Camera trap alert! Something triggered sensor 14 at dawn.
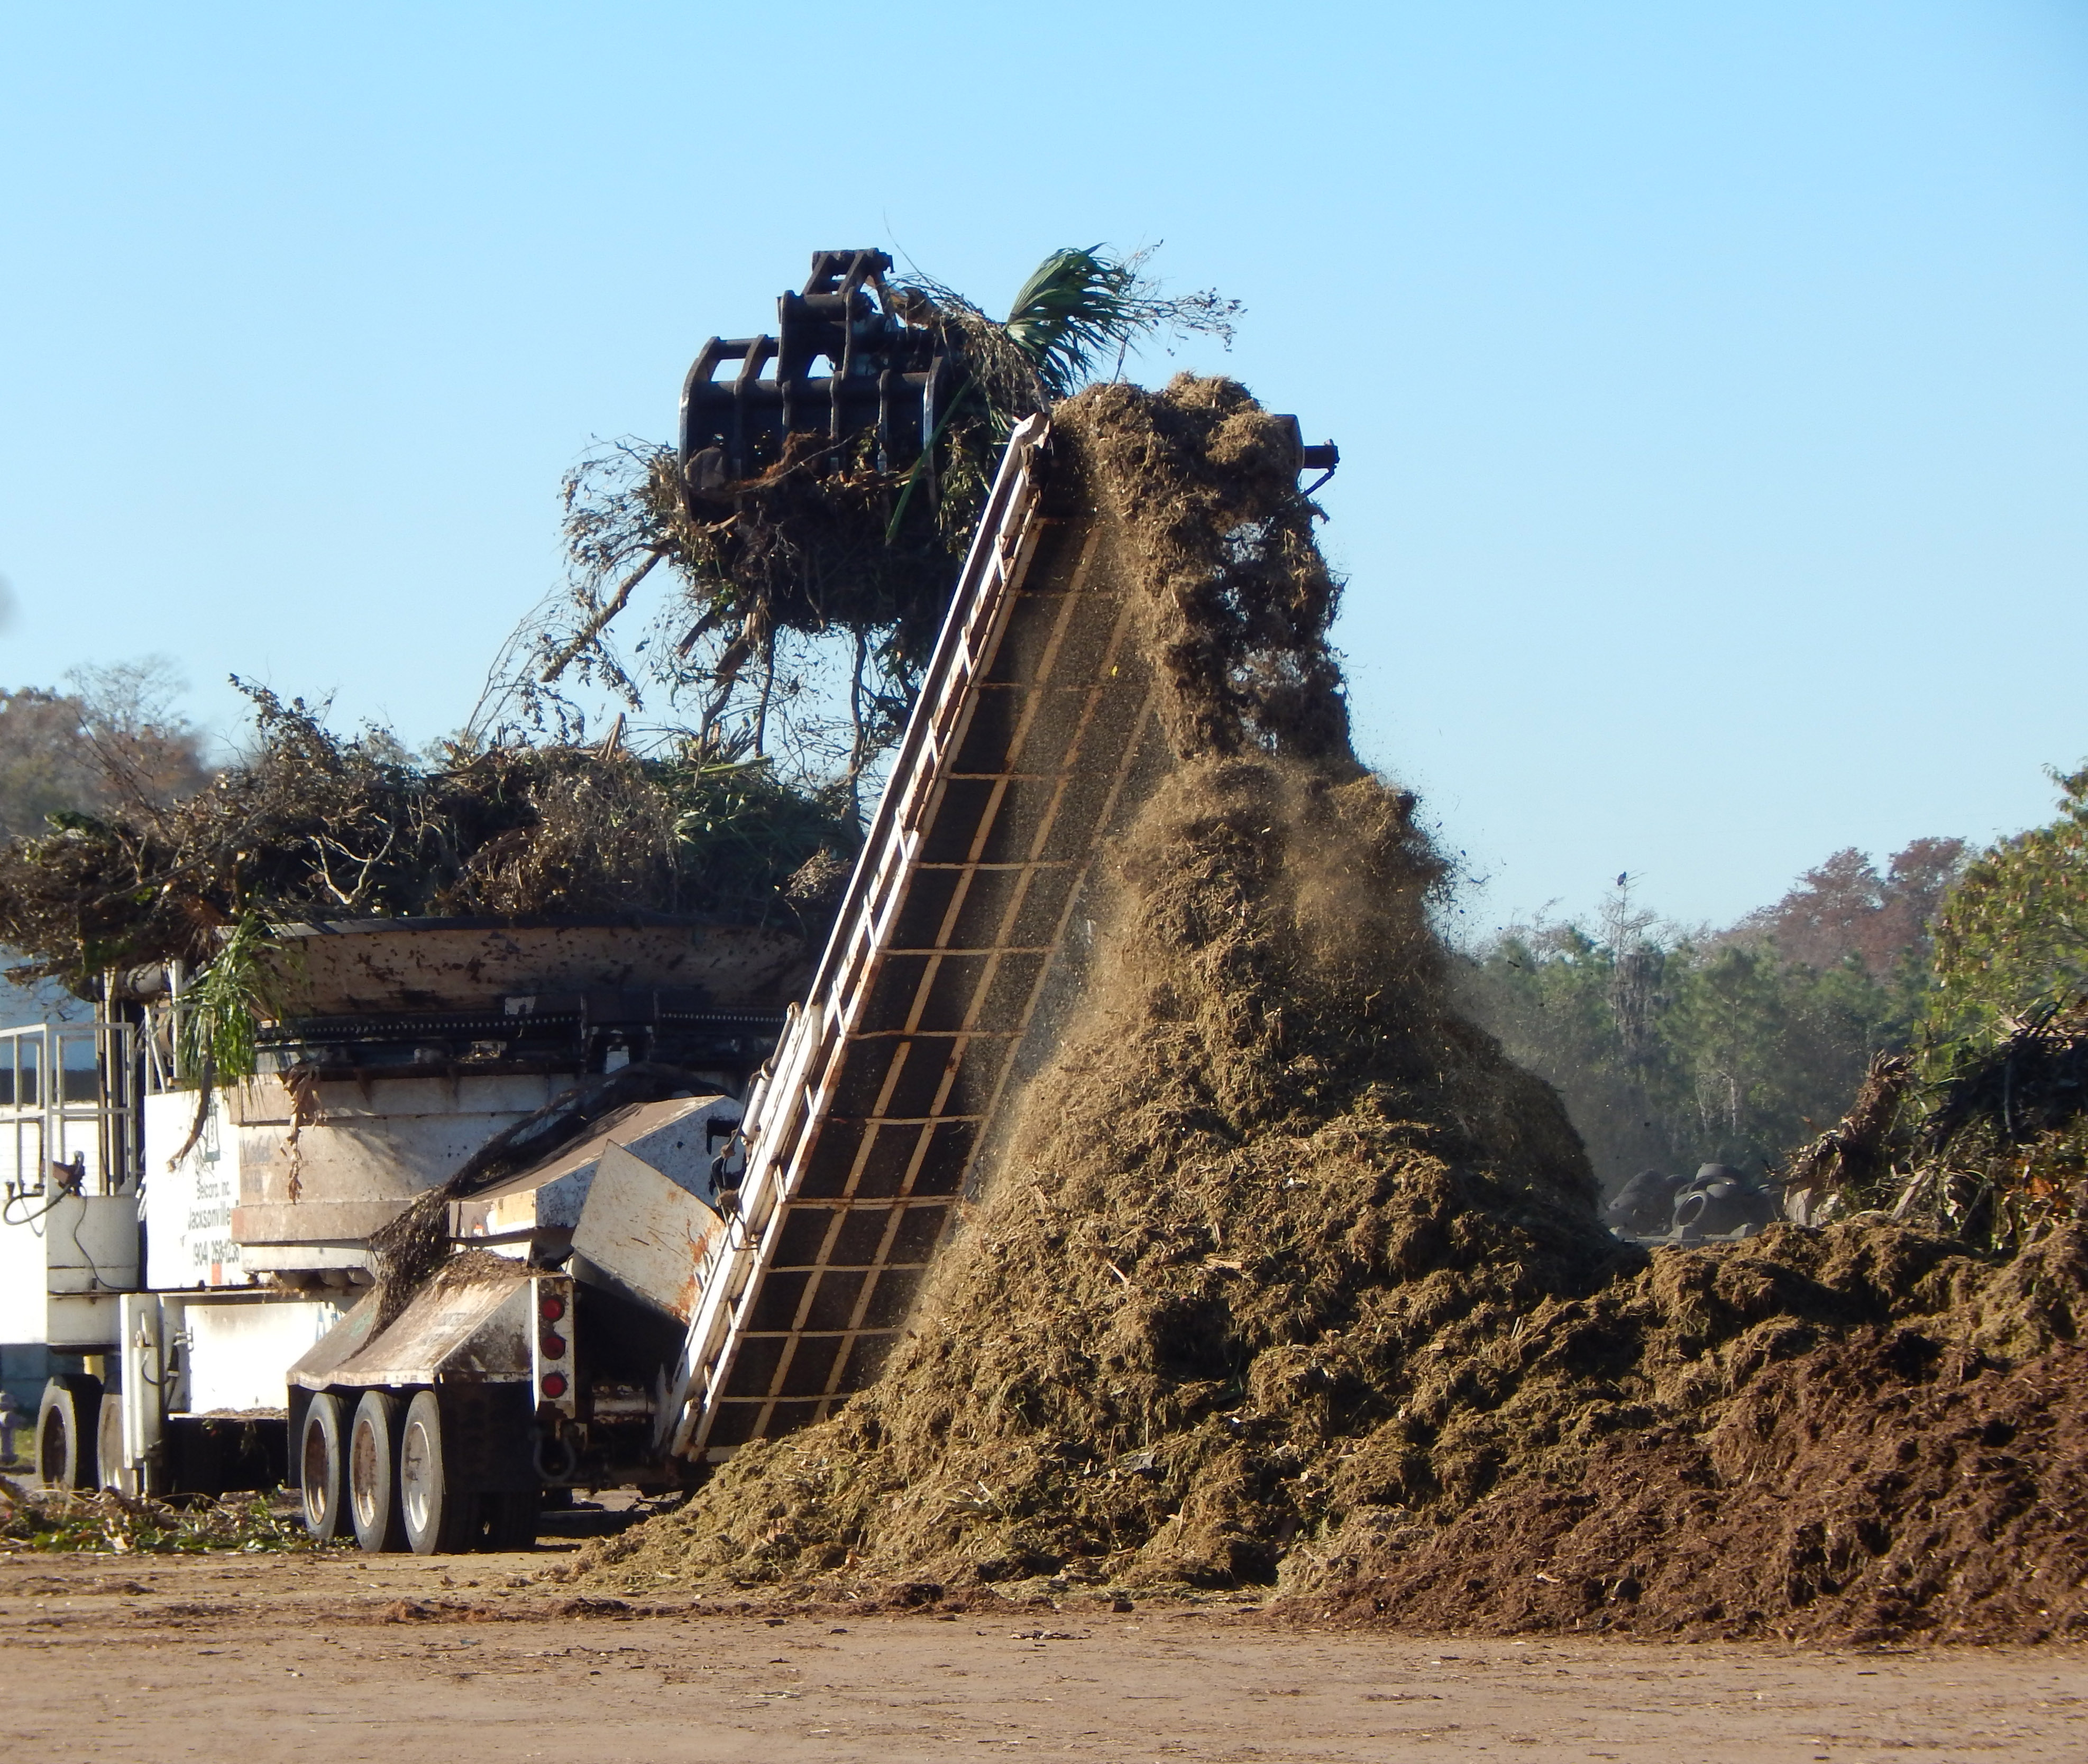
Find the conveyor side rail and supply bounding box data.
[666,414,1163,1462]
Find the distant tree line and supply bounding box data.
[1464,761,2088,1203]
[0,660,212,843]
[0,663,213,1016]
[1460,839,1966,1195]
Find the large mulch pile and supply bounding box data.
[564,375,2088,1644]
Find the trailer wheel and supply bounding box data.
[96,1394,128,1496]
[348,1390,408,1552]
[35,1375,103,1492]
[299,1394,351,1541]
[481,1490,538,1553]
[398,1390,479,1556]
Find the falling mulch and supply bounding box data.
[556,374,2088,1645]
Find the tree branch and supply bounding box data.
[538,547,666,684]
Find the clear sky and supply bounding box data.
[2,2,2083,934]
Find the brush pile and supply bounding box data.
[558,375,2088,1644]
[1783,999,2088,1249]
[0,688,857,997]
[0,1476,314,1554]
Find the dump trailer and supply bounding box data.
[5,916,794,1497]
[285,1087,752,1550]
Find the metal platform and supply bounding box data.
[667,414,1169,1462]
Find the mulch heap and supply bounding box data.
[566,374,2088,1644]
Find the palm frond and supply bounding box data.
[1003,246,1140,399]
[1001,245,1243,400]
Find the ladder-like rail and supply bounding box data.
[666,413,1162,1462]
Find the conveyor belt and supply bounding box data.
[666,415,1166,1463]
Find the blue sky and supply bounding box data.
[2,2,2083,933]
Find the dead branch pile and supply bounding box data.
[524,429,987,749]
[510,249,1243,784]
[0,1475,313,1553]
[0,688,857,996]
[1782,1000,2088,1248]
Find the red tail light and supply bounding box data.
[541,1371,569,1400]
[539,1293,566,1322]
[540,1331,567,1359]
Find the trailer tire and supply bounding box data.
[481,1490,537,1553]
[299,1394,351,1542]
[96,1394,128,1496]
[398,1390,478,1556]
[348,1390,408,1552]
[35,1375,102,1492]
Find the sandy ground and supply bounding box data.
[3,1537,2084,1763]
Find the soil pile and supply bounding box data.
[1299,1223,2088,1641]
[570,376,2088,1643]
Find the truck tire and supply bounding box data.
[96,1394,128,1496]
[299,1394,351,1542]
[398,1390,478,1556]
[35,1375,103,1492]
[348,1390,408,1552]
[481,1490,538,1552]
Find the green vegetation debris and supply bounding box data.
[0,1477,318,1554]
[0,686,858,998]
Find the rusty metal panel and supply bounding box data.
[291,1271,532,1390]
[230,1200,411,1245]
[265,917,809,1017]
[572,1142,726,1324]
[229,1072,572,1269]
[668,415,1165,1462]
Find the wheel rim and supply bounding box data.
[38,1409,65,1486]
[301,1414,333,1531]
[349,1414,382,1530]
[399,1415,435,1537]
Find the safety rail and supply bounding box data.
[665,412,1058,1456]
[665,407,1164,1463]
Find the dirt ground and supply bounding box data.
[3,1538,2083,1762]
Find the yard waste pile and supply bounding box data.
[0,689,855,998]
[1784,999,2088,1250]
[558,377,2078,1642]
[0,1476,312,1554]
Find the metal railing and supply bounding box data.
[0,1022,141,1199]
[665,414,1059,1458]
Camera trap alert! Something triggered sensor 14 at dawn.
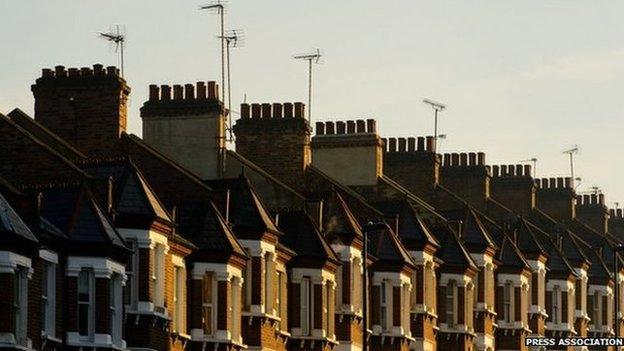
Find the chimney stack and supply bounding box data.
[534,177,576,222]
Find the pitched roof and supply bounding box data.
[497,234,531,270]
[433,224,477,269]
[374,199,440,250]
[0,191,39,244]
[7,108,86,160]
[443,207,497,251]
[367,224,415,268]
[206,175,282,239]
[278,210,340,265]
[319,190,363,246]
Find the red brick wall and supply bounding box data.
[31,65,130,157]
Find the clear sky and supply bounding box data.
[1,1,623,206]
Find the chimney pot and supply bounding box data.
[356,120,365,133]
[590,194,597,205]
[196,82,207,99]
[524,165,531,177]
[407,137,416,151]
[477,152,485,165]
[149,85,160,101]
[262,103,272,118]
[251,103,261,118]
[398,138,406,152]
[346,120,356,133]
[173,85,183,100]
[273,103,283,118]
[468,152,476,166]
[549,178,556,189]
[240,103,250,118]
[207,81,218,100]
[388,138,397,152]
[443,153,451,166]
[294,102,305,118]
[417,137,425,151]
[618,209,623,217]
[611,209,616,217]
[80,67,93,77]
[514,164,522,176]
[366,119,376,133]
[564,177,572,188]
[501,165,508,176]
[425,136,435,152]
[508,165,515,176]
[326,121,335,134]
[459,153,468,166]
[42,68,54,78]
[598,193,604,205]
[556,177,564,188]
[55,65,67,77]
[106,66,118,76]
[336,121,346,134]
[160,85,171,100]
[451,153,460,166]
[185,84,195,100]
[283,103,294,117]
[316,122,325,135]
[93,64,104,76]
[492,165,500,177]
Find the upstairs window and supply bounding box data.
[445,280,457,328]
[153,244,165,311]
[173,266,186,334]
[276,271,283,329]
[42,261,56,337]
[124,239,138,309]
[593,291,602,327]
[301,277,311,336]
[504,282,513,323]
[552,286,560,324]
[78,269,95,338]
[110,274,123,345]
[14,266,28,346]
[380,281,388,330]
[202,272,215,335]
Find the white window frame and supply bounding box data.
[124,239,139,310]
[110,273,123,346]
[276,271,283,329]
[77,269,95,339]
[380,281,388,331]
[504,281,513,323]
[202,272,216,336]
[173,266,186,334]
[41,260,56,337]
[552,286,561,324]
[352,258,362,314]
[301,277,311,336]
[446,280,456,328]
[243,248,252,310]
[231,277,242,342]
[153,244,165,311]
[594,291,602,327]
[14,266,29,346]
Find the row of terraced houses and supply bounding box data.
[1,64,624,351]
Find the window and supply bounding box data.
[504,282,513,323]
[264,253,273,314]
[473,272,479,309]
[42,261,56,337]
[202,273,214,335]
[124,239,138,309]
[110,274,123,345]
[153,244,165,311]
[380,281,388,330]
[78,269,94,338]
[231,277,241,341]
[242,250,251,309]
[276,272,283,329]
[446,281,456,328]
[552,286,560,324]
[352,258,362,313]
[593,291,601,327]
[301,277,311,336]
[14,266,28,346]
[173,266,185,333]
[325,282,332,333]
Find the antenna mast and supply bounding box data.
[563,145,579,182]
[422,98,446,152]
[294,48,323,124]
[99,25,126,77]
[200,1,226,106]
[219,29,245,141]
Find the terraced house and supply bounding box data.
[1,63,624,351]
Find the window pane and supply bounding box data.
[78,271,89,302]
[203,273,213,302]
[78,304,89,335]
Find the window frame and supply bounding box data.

----

* _Work instructions_:
Word for word, print every record, and leave out any picture.

* _Solution for this task_:
Camera trap alert! Something triggered sensor 14 at dawn.
Find the conveyor side rail and supply bounding box data.
[666,414,1163,1462]
Find the distant tree line and supply bounding box data.
[1464,761,2088,1203]
[0,660,212,843]
[0,663,213,1016]
[1460,839,1966,1195]
Find the large mulch pile and supply bounding box data.
[564,375,2088,1644]
Find the trailer wheel and supply bounding box data.
[96,1394,128,1496]
[348,1390,408,1552]
[35,1375,103,1492]
[299,1394,351,1541]
[481,1490,538,1553]
[398,1390,479,1556]
Find the falling mulch and supply bounding box data.
[556,374,2088,1645]
Find the tree branch and supply bounding box data.
[538,547,666,684]
Find the clear sky and supply bounding box data.
[2,2,2083,934]
Find the brush pile and supply bounding box data.
[558,375,2088,1644]
[1783,999,2088,1249]
[0,688,857,997]
[0,1476,314,1554]
Find the dump trailer and supply bounding box data.
[5,916,794,1497]
[285,1087,752,1550]
Find the metal platform and supply bounding box data.
[667,414,1169,1462]
Find the mulch heap and supply bounding box data.
[566,374,2088,1644]
Find the palm frond and supply bounding box data.
[1003,246,1140,399]
[1001,245,1243,400]
Find the ladder-like rail and supply bounding box data.
[666,413,1162,1462]
Find the conveyor belt and supply bounding box data.
[666,415,1166,1463]
Find the blue sky and supply bounding box data.
[2,2,2083,933]
Find the dead branch pile and supply bounding box data.
[524,429,987,749]
[510,249,1243,784]
[0,1475,313,1553]
[0,688,857,996]
[1782,1000,2088,1248]
Find the red tail light and supply bounding box data.
[541,1371,569,1400]
[539,1293,566,1322]
[540,1331,567,1359]
Find the trailer tire and supply bounding box data.
[481,1490,537,1553]
[299,1394,351,1542]
[96,1394,128,1496]
[398,1390,478,1556]
[348,1390,408,1552]
[35,1375,102,1492]
Find the sandy ground and supply bounding box data.
[3,1537,2084,1763]
Find the soil pile and supply bounding box data.
[1299,1223,2088,1641]
[570,376,2088,1643]
Find the truck tire and supply bounding box data.
[96,1394,128,1496]
[299,1394,351,1542]
[398,1390,478,1556]
[35,1375,103,1492]
[348,1390,408,1552]
[481,1490,538,1552]
Find the green vegetation debris and supply bounding box data.
[0,1477,318,1554]
[0,686,858,998]
Find the rusty metal panel and supply bounding box data.
[291,1271,532,1390]
[230,1200,411,1245]
[265,917,809,1017]
[572,1142,726,1324]
[229,1072,572,1269]
[668,415,1165,1462]
Find the wheel rim and supply bounding box data.
[38,1409,65,1486]
[301,1414,333,1531]
[349,1414,382,1530]
[399,1415,435,1537]
Find the safety rail and supply bounding box data.
[665,412,1058,1456]
[665,407,1164,1463]
Find the dirt ground and supply bounding box data.
[3,1538,2083,1762]
Find the yard waste pile and supply bounding box data.
[0,689,855,998]
[1784,999,2088,1250]
[558,377,2078,1642]
[0,1476,312,1554]
Find the metal railing and supply bounding box data.
[0,1022,141,1199]
[665,414,1059,1458]
Camera trap alert! Something triggered sensor 14 at dawn.
Find the chimney stack and supply bounding box data.
[534,177,576,222]
Find the pitched roof and supply bounding box data.
[497,234,531,270]
[433,224,477,269]
[374,199,440,250]
[0,191,39,244]
[7,108,86,160]
[443,207,497,251]
[367,224,415,268]
[206,175,282,239]
[278,210,340,265]
[319,190,363,246]
Find the red brick wall and supply bounding box data.
[31,65,130,157]
Find the clear sky and supply bounding box data.
[1,1,623,206]
Find the chimney pot and supply bounding box data.
[356,120,365,133]
[590,194,597,205]
[196,82,207,99]
[524,165,531,177]
[407,137,416,151]
[477,152,485,165]
[149,85,160,101]
[262,103,272,118]
[251,103,261,118]
[398,138,406,152]
[346,120,356,133]
[173,85,183,100]
[273,103,283,118]
[468,152,476,166]
[549,178,556,189]
[240,103,250,118]
[207,81,218,100]
[388,138,397,152]
[443,153,451,166]
[294,102,305,118]
[417,137,425,151]
[618,209,623,217]
[611,209,616,217]
[80,67,93,77]
[514,164,522,176]
[366,119,376,133]
[564,177,572,188]
[501,165,508,176]
[425,136,435,152]
[508,165,515,176]
[326,121,335,134]
[459,153,468,166]
[42,68,54,78]
[598,193,604,205]
[556,177,564,188]
[55,65,67,77]
[106,66,118,76]
[336,121,346,134]
[160,85,171,100]
[451,153,460,166]
[185,84,195,100]
[283,103,294,117]
[316,122,325,135]
[93,64,104,76]
[492,165,500,177]
Find the upstairs window and supply bounding box data.
[445,280,457,328]
[153,244,165,311]
[173,266,186,334]
[276,271,283,329]
[42,261,56,337]
[124,239,138,309]
[593,291,602,327]
[301,277,311,336]
[504,282,513,323]
[552,286,560,324]
[78,269,95,338]
[110,274,123,345]
[14,266,28,346]
[380,281,388,330]
[202,272,215,335]
Find the white window frame and supply bounding box data.
[124,239,139,310]
[110,273,123,346]
[276,271,283,329]
[77,269,95,339]
[380,281,388,331]
[504,281,513,323]
[202,272,216,336]
[173,266,186,334]
[41,260,56,337]
[552,286,561,324]
[352,258,362,314]
[301,277,311,336]
[446,280,456,328]
[243,248,252,310]
[231,277,242,342]
[153,244,165,311]
[594,291,602,327]
[14,266,29,346]
Find the row of terraced houses and supply bounding box data.
[1,64,624,351]
Find the window and supply bounding box data.
[504,282,513,323]
[264,253,273,314]
[473,272,479,309]
[42,261,56,337]
[202,273,214,335]
[124,239,138,309]
[110,274,123,345]
[153,244,165,311]
[380,281,388,330]
[78,269,94,338]
[231,277,241,341]
[242,250,251,309]
[276,272,283,329]
[446,281,456,328]
[552,286,560,324]
[352,258,362,313]
[593,291,601,327]
[301,277,311,336]
[14,266,28,346]
[173,266,185,333]
[325,282,332,333]
Find the antenna mast and supply bounding box data.
[563,145,579,182]
[422,98,446,152]
[294,48,323,124]
[99,25,126,77]
[200,1,226,106]
[219,29,245,141]
Find the terraced house and supply bounding box data.
[1,63,624,351]
Find the window pane and supply bounding box data.
[78,271,89,302]
[203,273,213,302]
[78,304,89,335]
Find the window frame and supply bounding box data.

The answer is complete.